Recorded information →
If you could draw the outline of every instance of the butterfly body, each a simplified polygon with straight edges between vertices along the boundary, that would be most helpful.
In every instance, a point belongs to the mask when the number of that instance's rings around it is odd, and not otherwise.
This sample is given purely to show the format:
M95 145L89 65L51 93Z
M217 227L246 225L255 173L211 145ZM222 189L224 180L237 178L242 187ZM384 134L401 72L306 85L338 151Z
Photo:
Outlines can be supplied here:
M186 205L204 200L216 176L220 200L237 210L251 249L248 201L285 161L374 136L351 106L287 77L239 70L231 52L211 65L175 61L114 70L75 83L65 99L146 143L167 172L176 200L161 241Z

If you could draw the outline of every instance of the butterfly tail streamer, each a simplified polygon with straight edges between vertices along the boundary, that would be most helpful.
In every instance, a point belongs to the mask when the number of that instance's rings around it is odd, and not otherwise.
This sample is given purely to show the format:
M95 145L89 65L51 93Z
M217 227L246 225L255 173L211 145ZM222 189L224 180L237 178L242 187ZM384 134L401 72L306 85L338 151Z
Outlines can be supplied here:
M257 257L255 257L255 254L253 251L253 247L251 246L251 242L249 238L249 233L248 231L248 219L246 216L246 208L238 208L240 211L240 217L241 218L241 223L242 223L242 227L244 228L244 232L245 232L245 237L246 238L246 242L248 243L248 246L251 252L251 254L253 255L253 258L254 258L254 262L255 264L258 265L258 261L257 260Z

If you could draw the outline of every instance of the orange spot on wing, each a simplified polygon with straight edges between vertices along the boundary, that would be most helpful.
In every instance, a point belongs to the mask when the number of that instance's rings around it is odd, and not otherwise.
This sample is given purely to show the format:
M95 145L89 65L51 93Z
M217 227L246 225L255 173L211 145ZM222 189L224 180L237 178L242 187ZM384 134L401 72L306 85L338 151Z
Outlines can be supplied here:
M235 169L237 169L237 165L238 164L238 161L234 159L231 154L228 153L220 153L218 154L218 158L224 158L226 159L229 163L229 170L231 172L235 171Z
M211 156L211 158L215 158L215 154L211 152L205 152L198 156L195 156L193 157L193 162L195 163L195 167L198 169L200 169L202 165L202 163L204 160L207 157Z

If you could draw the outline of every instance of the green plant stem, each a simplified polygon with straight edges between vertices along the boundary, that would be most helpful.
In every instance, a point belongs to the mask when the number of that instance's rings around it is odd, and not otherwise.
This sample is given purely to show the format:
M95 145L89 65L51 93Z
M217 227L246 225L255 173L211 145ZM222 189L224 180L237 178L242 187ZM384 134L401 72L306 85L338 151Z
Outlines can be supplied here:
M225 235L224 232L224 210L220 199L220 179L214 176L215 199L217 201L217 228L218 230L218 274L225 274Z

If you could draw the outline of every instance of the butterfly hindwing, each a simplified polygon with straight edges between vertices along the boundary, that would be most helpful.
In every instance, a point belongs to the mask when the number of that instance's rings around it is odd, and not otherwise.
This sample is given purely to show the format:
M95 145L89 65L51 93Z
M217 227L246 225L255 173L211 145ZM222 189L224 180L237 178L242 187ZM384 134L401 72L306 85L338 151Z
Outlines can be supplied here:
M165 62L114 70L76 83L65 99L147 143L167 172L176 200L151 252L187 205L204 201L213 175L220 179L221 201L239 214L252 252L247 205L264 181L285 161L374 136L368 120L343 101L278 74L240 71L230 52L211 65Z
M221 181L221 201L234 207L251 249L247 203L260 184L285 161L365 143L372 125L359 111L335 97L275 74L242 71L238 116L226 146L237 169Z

Task instructions → Update the data from the line containing "butterfly hindwing, each" through the end of the data by changing "hindwing" to "forewing", keeping everything else the same, and give back only those lines.

Full output →
If you could draw the outline of every instance of the butterfly forewing, each a simplified polygon with straight edges between vertices along the boundary, that would be most helpful.
In every instance, a point belongs to the mask when the number of that instance's rings around it is odd, and not otherwise.
This sample is given purely to show the format:
M95 145L89 65L51 93Z
M217 227L246 225L255 173L211 145ZM222 189L224 180L237 178L242 187ZM384 134L401 72L306 85L338 151Z
Outlines can be supplied here:
M165 62L114 70L76 83L65 99L147 143L167 172L176 200L151 252L187 205L204 201L213 175L220 179L221 201L239 214L252 252L247 205L264 181L285 161L374 136L368 120L343 101L278 74L240 71L230 52L211 65Z
M221 181L221 201L234 207L251 249L247 203L260 184L285 161L365 143L372 125L359 111L335 97L275 74L242 71L238 116L226 146L237 169Z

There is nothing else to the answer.